Work request —
The listing is to be repeated exactly, and its pictures are to be left out.

==*==

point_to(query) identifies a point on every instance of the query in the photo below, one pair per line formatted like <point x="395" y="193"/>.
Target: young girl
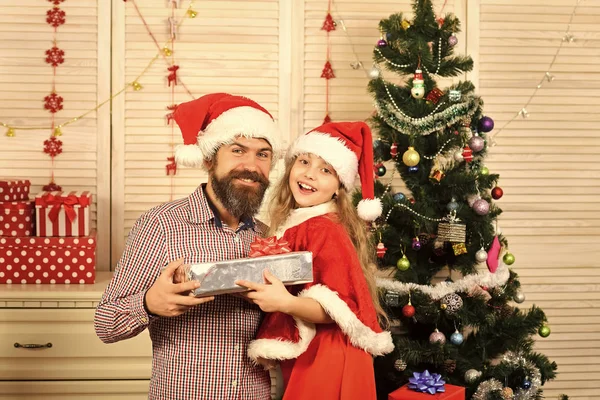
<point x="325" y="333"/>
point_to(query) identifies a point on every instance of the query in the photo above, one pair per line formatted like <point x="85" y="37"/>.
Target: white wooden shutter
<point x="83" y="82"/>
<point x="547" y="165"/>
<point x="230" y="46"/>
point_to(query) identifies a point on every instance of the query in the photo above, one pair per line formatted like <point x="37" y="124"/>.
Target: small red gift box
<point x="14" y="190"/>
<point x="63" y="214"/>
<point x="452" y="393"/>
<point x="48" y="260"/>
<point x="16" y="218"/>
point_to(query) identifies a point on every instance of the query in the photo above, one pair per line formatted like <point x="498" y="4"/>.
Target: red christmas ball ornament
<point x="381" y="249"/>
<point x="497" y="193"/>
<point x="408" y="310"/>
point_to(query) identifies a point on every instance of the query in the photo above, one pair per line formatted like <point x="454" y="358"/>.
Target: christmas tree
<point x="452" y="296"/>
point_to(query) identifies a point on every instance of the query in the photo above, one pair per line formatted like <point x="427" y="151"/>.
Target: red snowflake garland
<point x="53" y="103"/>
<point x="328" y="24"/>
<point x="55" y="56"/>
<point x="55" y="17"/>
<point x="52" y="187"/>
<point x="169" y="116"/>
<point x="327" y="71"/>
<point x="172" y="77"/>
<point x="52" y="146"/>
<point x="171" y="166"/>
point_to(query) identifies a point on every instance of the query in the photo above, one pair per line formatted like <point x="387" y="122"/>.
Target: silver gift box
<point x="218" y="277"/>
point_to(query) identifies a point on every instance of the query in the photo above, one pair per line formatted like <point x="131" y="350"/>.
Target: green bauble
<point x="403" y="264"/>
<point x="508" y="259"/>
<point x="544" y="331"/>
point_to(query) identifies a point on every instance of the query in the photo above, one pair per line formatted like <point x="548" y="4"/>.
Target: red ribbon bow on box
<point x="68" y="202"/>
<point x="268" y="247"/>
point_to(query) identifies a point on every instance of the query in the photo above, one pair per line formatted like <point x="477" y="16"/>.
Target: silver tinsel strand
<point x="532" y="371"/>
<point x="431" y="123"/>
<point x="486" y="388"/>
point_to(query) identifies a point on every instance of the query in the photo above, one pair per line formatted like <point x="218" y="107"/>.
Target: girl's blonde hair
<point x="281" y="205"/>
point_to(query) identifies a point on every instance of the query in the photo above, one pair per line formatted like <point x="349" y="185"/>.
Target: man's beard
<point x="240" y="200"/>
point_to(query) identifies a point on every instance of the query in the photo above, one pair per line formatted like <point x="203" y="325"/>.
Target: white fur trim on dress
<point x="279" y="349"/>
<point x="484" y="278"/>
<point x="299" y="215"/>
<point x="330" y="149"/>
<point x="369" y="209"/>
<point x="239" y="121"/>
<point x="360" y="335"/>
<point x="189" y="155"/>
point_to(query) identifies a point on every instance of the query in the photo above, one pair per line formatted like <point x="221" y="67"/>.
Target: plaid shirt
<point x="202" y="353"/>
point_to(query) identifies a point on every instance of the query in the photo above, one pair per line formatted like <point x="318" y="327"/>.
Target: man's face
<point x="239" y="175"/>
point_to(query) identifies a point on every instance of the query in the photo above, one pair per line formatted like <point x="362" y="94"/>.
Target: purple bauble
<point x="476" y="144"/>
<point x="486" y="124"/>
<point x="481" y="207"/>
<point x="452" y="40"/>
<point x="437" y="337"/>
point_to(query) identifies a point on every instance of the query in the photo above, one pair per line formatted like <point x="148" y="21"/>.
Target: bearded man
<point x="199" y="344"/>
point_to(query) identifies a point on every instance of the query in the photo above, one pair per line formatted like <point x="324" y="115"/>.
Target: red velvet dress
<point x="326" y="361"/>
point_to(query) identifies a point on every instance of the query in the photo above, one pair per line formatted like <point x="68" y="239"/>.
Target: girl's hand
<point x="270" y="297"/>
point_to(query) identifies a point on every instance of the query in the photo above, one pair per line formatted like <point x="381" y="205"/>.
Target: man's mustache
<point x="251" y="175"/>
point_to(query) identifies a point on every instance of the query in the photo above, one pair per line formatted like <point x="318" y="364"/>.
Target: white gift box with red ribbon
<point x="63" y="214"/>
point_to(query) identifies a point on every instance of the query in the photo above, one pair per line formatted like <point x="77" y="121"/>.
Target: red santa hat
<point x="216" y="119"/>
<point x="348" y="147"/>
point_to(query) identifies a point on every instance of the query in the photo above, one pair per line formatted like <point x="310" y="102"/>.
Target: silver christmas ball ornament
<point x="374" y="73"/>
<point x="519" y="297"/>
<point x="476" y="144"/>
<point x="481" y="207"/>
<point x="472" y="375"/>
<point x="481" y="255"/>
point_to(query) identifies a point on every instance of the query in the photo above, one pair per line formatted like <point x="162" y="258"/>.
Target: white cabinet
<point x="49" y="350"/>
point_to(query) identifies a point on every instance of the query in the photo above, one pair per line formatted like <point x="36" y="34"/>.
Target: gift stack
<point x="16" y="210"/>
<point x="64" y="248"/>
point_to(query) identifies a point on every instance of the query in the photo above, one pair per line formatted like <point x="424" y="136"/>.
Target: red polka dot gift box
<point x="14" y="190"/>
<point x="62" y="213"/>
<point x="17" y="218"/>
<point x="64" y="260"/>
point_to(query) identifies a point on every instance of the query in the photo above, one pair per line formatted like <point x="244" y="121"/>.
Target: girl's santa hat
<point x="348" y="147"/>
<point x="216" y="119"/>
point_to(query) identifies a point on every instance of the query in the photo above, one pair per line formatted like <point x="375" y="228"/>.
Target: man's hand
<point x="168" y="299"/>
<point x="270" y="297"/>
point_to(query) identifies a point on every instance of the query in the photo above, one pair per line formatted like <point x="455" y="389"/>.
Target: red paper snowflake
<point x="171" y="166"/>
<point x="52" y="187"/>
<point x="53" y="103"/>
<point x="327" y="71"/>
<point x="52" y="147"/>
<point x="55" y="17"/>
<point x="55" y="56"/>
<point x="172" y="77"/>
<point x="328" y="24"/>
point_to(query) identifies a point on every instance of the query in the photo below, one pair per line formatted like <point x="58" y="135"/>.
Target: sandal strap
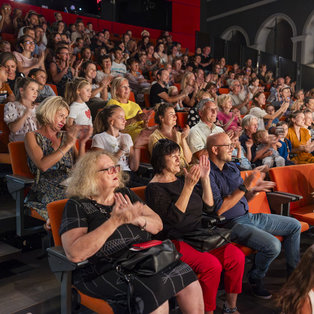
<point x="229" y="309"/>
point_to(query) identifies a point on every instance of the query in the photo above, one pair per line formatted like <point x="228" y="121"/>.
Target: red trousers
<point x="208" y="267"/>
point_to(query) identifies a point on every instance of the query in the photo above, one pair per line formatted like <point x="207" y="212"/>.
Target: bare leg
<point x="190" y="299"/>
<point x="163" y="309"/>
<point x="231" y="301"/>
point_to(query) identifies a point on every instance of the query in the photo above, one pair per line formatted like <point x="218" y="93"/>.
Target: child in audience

==*==

Problem solution —
point_to(query) identifies a point on every instance of the query in the photo below, one pair per line formatted like <point x="395" y="193"/>.
Target: young girl
<point x="325" y="333"/>
point_to(query) identifies a point on every instance of the query in the photo above, one pair per line formatted like <point x="85" y="37"/>.
Target: white wooden shutter
<point x="83" y="82"/>
<point x="547" y="165"/>
<point x="230" y="46"/>
point_to(query) identifies a point on every instance of the query in the photo above, one pair per line formatted like <point x="37" y="124"/>.
Target: small red gift box
<point x="14" y="190"/>
<point x="63" y="214"/>
<point x="452" y="393"/>
<point x="48" y="260"/>
<point x="16" y="218"/>
point_to(query) identifies a point on every instance of the query in the photo above, one pair per line formatted like <point x="498" y="4"/>.
Target: red christmas ball ornament
<point x="381" y="249"/>
<point x="497" y="193"/>
<point x="408" y="310"/>
point_to(query) identifies a point on every instance of the query in the photo above, one pair per line formatted like <point x="454" y="358"/>.
Target: christmas tree
<point x="452" y="296"/>
point_to(query) identifies a point on every instance of the query in the photo above, one pair per line formatted like <point x="427" y="151"/>.
Target: red snowflake garland
<point x="53" y="103"/>
<point x="328" y="24"/>
<point x="55" y="56"/>
<point x="55" y="17"/>
<point x="52" y="187"/>
<point x="169" y="116"/>
<point x="327" y="71"/>
<point x="172" y="77"/>
<point x="52" y="146"/>
<point x="171" y="166"/>
point_to(query) identifies a point on every instance of the query in the photo above, one pair per line formatted like <point x="387" y="122"/>.
Target: silver gift box
<point x="218" y="277"/>
point_to(query) identifies a point on every instance of the query in the photo above, one pair per line formatted like <point x="131" y="350"/>.
Target: green bauble
<point x="403" y="264"/>
<point x="508" y="259"/>
<point x="544" y="331"/>
point_to(query) identifies a point on every instance of the query in the photo above, one pair per line formatted like <point x="548" y="4"/>.
Target: red ribbon bow on box
<point x="68" y="202"/>
<point x="268" y="247"/>
point_to(query) identifies a point on every instance of the query in the photo above, one pair per line formatted like <point x="477" y="16"/>.
Target: silver tinsel strand
<point x="532" y="371"/>
<point x="431" y="123"/>
<point x="486" y="388"/>
point_to(query) identifies a point on every instance of the query in the photo above, one pair per line formatted like <point x="218" y="107"/>.
Target: girl's blonde hair
<point x="281" y="205"/>
point_to(query) identifies a point on every instance of the query in the photo above, one pair per line formatted like <point x="349" y="185"/>.
Target: man's beard
<point x="240" y="200"/>
point_to(query) identifies a point on every instance of the query in the photo above, one pair per line formatted like <point x="203" y="325"/>.
Target: white fur trim on dress
<point x="279" y="349"/>
<point x="484" y="278"/>
<point x="299" y="215"/>
<point x="330" y="149"/>
<point x="369" y="209"/>
<point x="239" y="121"/>
<point x="360" y="335"/>
<point x="189" y="155"/>
point_to(query) identifies a point on every instance of the query in the photo above, one pair per line formatted like <point x="221" y="67"/>.
Target: plaid shirt
<point x="202" y="353"/>
point_to(query) identifies a point on every instance of the query in the photo above, one pair per line formatted like <point x="318" y="327"/>.
Target: man's face
<point x="239" y="175"/>
point_to(query) identifies a point on every instance of the query in the photo above, one pair per line formatted like <point x="362" y="94"/>.
Target: purple bauble
<point x="476" y="144"/>
<point x="486" y="124"/>
<point x="481" y="207"/>
<point x="452" y="40"/>
<point x="437" y="337"/>
point_to(query) identifies a point on every instance of the query in the photo above, one pair per line formatted like <point x="148" y="21"/>.
Target: bearded man
<point x="199" y="344"/>
point_to(query) identifies a point on every instance of the query in the photo above, one pair per line formatted like <point x="324" y="115"/>.
Target: red velvet dress
<point x="326" y="361"/>
point_to(query) identifies a point on every instance of the query in the photo above, one pair per line formatted like <point x="68" y="239"/>.
Target: girl's hand
<point x="270" y="297"/>
point_to(query) identifies a point on every instance of the query in the photo above, one pair per line formatted like <point x="381" y="205"/>.
Target: man's mustache
<point x="251" y="175"/>
point_to(query) identifies a point on every instance of the query in the photo above, one pair per line formatted like <point x="318" y="364"/>.
Target: white gift box with red ribbon
<point x="63" y="214"/>
point_to(query) identifies a point on every instance of the query in the photo above, one pair per line formatted like <point x="77" y="121"/>.
Target: red santa hat
<point x="216" y="119"/>
<point x="348" y="147"/>
point_to(query) identifies a point on every instance of the query in the photo above, one pair per line formatted like <point x="310" y="102"/>.
Target: silver christmas ball ornament
<point x="374" y="73"/>
<point x="519" y="297"/>
<point x="476" y="144"/>
<point x="481" y="207"/>
<point x="472" y="375"/>
<point x="481" y="255"/>
point_to(query) identifies a point on every instance of the query in the photo above, one pair per line formatted like <point x="162" y="258"/>.
Target: white cabinet
<point x="49" y="350"/>
point_to(query) identifies a point on every instance of the query in the photo above, one pair per line formatted like <point x="36" y="34"/>.
Target: gift stack
<point x="16" y="210"/>
<point x="64" y="248"/>
point_to(query) identifies a point on every instance of the query in the photo above, one pair per line formatted like <point x="424" y="136"/>.
Target: red polka dot gift box
<point x="14" y="190"/>
<point x="62" y="213"/>
<point x="17" y="218"/>
<point x="64" y="260"/>
point_to(query) identifies a point on every instance of the query in the photo above, one pair per line formatted like <point x="244" y="121"/>.
Target: girl's santa hat
<point x="348" y="147"/>
<point x="216" y="119"/>
point_to(query) identifies a point on every instance of the query in the photo above, one pair per line formatted like <point x="375" y="228"/>.
Target: man's hand
<point x="168" y="299"/>
<point x="270" y="297"/>
point_to(query) identifies a point on every instance of the query in the photo above, one pair per line formatted like <point x="455" y="389"/>.
Target: red paper snowflake
<point x="171" y="166"/>
<point x="52" y="187"/>
<point x="53" y="103"/>
<point x="327" y="71"/>
<point x="52" y="147"/>
<point x="55" y="17"/>
<point x="55" y="56"/>
<point x="172" y="77"/>
<point x="328" y="24"/>
point_to(query) identifies a point on every instance of the query in the photo below, one pair per line formatted like <point x="58" y="135"/>.
Target: sandal strap
<point x="229" y="309"/>
point_to(query) identifies a point on every instance of the query in the photo above, one pair per line formatted like <point x="228" y="121"/>.
Target: red trousers
<point x="208" y="267"/>
point_to(query) identifies a point on every instance of the query in the photo above, one pair per line formatted like <point x="207" y="212"/>.
Target: bare leg
<point x="190" y="299"/>
<point x="163" y="309"/>
<point x="231" y="301"/>
point_to(query) identifies a point on every instance of the query in the photo above, one pair per line formatted like <point x="218" y="93"/>.
Target: child in audience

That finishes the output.